**Material provided**
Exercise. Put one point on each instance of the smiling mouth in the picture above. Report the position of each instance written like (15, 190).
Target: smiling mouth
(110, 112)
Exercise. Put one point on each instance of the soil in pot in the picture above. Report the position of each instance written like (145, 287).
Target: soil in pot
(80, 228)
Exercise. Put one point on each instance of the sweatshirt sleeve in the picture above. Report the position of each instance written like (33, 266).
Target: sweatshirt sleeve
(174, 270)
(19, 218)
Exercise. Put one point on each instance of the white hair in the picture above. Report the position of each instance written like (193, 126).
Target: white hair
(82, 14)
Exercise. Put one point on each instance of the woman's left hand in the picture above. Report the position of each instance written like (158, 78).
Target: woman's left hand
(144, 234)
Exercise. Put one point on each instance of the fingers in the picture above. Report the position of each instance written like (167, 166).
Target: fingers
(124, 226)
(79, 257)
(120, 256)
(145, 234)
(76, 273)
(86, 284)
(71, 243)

**Problem statement**
Your answer should hold the line with "Target: soil in pot" and each line after it to the end of the data, retyped exactly. Include no other lines.

**Solution to this problem**
Target: soil in pot
(80, 228)
Exercise. Put one point on each instance of the sweatshirt sleeve in the picture above. Report the position of each instance written like (33, 266).
Target: sweatshirt sleeve
(174, 270)
(19, 218)
Exercise. Put one point on each instance of the white hair in the picture above. Report the position of each instance written like (193, 126).
Target: white hair
(82, 14)
Exercise. Put one point on each instance of the woman's left hand in the picture above. Report the position of each instance written like (158, 78).
Target: woman's left hand
(144, 234)
Exercise. Put one point on each instance of the fingers in the picture above. Report the position of each instance written like (167, 166).
Target: fingers
(124, 226)
(79, 257)
(120, 256)
(145, 234)
(76, 273)
(86, 284)
(71, 243)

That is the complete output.